● **Extracted entries**:
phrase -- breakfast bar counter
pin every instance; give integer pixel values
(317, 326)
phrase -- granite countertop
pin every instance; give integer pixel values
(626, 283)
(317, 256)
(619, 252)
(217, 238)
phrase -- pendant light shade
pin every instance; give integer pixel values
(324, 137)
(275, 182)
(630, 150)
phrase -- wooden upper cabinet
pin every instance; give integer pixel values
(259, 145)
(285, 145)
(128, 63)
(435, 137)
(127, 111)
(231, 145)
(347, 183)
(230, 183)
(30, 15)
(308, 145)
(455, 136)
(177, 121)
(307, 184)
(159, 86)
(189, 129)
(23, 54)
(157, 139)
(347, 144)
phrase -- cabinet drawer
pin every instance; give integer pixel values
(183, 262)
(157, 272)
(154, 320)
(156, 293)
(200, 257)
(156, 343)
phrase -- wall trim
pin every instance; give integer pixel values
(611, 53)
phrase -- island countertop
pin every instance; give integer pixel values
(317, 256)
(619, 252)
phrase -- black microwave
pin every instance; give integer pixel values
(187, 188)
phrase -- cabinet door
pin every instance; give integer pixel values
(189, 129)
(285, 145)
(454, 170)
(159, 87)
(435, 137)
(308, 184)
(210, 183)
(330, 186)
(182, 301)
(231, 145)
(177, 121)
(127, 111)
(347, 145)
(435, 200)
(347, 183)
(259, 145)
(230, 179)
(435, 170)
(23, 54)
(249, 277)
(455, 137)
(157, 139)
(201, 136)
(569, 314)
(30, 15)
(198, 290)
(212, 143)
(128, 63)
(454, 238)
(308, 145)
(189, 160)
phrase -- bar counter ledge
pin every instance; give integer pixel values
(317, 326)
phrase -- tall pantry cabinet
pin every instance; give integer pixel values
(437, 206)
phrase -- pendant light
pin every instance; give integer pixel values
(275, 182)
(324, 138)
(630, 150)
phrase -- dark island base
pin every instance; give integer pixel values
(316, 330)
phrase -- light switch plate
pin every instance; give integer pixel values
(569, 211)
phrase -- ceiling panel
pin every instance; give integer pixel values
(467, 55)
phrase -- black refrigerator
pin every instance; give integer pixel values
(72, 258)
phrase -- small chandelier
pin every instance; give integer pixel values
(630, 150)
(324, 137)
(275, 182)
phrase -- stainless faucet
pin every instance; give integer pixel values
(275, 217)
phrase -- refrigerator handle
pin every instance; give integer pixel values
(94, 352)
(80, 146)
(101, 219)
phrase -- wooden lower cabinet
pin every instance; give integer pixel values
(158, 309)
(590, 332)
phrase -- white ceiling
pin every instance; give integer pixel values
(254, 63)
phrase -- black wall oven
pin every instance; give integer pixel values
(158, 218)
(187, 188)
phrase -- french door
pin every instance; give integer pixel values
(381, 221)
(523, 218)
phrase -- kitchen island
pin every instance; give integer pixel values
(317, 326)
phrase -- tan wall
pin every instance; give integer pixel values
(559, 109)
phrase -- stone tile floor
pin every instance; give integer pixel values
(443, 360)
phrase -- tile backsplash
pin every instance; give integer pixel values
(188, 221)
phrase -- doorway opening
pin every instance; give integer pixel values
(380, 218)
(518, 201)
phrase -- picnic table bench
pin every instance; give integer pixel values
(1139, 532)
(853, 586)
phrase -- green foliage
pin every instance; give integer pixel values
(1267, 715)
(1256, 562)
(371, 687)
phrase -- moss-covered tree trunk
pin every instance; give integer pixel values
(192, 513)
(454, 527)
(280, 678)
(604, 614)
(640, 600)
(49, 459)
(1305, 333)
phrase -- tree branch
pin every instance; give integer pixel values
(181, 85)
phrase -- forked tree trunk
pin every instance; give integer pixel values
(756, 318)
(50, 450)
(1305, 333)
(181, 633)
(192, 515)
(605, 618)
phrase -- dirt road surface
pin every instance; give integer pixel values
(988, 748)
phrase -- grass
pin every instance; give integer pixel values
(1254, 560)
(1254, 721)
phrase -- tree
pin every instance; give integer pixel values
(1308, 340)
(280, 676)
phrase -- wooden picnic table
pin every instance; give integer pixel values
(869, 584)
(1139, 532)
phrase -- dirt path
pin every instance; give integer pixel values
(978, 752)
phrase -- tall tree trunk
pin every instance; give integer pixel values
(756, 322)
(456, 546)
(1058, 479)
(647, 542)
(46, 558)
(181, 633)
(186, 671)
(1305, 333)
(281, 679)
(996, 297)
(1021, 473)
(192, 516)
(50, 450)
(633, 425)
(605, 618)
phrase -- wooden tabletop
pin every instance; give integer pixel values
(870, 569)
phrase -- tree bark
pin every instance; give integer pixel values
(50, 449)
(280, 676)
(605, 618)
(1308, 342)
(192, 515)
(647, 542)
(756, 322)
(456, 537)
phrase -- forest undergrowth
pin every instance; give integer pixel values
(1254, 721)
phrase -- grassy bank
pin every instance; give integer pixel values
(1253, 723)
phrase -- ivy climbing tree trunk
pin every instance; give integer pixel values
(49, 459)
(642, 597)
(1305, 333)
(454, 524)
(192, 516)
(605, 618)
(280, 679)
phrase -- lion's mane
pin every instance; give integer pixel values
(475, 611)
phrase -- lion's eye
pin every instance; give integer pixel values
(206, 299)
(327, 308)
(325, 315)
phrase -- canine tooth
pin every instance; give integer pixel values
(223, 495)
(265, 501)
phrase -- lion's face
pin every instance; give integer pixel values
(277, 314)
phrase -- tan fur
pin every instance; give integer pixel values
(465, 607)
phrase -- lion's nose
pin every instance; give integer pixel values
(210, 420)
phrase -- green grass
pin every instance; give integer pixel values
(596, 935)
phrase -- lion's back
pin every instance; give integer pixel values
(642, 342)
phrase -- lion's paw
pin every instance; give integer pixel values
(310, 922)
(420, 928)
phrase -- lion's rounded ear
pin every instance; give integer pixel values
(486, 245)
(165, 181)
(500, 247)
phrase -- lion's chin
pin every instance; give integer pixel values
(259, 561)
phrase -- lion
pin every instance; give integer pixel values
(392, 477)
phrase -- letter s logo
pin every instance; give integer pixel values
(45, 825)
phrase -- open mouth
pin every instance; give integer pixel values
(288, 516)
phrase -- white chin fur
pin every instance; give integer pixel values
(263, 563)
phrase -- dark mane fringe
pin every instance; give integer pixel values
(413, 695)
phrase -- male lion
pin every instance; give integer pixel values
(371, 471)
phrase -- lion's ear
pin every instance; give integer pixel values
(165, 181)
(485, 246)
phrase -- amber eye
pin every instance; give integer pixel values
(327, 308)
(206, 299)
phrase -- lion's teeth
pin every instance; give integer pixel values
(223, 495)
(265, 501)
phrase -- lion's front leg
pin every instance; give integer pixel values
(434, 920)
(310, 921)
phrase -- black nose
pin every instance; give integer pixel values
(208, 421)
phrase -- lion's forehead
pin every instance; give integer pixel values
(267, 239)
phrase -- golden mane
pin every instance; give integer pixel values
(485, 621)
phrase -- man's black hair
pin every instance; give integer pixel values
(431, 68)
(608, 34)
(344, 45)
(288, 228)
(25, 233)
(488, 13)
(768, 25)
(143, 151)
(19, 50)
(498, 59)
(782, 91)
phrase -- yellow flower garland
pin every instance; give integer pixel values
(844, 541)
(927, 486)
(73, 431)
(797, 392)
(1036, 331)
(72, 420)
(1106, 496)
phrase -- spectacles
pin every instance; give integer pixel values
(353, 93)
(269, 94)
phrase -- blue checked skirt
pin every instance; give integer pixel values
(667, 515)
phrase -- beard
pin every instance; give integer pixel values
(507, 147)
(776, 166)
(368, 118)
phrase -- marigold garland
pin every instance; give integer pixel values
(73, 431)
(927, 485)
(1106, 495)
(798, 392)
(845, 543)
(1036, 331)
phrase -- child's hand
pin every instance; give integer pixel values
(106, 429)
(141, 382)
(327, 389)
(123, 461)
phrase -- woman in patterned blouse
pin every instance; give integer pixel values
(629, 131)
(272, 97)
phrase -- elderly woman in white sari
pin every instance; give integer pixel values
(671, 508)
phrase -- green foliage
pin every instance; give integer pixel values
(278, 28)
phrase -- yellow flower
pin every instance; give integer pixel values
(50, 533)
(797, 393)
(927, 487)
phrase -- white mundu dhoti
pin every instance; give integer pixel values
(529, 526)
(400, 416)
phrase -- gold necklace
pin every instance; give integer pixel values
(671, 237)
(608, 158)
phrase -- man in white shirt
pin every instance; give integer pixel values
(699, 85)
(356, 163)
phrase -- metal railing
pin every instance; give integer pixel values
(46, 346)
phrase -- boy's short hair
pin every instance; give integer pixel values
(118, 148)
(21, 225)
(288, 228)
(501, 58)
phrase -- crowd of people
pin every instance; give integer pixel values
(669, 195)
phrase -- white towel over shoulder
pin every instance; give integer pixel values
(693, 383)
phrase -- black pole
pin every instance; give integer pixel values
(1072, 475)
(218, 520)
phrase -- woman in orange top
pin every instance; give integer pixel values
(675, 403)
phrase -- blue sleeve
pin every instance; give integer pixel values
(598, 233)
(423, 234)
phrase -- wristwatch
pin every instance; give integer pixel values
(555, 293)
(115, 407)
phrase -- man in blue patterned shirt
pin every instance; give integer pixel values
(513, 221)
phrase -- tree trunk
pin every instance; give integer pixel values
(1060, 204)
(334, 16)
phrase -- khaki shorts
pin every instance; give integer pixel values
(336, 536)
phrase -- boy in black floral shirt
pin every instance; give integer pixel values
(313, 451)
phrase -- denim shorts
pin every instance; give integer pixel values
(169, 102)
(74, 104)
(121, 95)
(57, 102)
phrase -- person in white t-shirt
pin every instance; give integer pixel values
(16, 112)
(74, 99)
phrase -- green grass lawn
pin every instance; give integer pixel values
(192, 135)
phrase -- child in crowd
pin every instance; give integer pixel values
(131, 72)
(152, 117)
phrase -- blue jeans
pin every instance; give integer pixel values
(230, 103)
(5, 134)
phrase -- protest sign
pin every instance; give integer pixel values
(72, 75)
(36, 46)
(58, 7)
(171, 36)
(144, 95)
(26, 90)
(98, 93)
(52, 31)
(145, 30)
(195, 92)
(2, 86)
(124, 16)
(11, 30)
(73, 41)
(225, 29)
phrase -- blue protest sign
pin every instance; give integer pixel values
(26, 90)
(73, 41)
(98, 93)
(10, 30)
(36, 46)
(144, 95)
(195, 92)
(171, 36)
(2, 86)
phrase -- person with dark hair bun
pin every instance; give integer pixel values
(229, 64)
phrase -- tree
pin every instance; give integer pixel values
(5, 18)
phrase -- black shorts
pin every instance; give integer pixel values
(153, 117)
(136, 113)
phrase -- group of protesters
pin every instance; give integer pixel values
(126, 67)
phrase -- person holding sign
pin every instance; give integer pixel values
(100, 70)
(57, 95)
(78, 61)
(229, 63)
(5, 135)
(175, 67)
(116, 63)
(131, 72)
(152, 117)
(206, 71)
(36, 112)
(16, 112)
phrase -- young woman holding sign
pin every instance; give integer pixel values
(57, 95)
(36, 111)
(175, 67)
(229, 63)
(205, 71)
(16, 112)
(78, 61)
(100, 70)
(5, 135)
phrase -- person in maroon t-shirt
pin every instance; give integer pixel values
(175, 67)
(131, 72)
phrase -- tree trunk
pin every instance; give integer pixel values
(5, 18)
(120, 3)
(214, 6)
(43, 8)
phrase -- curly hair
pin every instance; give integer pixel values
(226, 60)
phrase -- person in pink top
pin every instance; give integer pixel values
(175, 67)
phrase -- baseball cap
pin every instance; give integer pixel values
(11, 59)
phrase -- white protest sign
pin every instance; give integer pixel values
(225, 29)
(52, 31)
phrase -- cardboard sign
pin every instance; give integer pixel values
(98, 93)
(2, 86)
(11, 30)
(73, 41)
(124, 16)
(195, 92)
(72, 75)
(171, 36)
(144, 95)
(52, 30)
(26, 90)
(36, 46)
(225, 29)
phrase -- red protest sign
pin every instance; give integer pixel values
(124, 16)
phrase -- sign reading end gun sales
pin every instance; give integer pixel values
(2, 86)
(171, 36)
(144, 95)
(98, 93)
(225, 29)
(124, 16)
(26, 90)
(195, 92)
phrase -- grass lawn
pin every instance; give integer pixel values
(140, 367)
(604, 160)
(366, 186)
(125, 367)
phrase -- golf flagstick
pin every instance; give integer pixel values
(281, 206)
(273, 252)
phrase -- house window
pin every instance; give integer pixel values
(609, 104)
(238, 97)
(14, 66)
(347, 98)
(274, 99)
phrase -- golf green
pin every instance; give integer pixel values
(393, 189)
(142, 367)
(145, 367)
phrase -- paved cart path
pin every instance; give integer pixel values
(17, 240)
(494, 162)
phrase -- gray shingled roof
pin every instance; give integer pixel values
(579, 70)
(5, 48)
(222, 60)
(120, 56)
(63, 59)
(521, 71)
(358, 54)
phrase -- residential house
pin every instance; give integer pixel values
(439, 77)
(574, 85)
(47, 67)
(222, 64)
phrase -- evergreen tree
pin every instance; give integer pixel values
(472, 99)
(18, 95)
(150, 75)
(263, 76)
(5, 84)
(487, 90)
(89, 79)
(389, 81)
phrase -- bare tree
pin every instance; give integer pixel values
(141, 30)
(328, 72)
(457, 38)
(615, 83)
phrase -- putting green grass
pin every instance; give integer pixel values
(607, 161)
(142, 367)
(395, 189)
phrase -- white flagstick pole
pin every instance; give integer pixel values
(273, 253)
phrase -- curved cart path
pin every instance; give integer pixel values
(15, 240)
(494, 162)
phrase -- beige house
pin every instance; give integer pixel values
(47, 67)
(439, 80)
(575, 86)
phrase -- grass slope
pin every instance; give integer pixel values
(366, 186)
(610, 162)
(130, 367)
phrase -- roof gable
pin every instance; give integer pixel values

● **What you will do**:
Repeat only what runs from the line holding "phrase -- golf green" to the end of the data, keeping every line exactly as written, first and last included.

● **Response to this exercise**:
phrase -- golf green
pin every instance; give integer pixel values
(393, 189)
(142, 367)
(145, 367)
phrase -- paved cart path
pin every instance; give integer pixel values
(17, 240)
(494, 162)
phrase -- gray shingled roof
pin every instance; give integer pixel values
(579, 70)
(5, 48)
(222, 60)
(120, 56)
(63, 59)
(521, 71)
(358, 54)
phrase -- residential house
pin every instance; give integer pixel values
(439, 77)
(574, 85)
(47, 67)
(222, 64)
phrase -- evergreen tree
pin every instance; give integer pixel values
(472, 99)
(18, 95)
(150, 75)
(263, 76)
(5, 84)
(487, 90)
(89, 79)
(389, 81)
phrase -- bare tree
pin every instance; give integer pixel values
(141, 30)
(328, 72)
(457, 38)
(615, 83)
phrase -- putting green grass
pin every instance; give integer pixel values
(607, 161)
(142, 367)
(395, 189)
phrase -- white flagstick pole
pin every instance; give integer pixel values
(273, 253)
phrase -- curved cart path
pin every instance; give integer pixel values
(15, 240)
(494, 162)
phrase -- beige house
pin every instance; give integer pixel values
(47, 67)
(439, 80)
(575, 86)
phrase -- grass slope
pin every instance; give integer pixel values
(366, 186)
(610, 162)
(130, 367)
phrase -- roof gable
pin every instance; give integer pixel values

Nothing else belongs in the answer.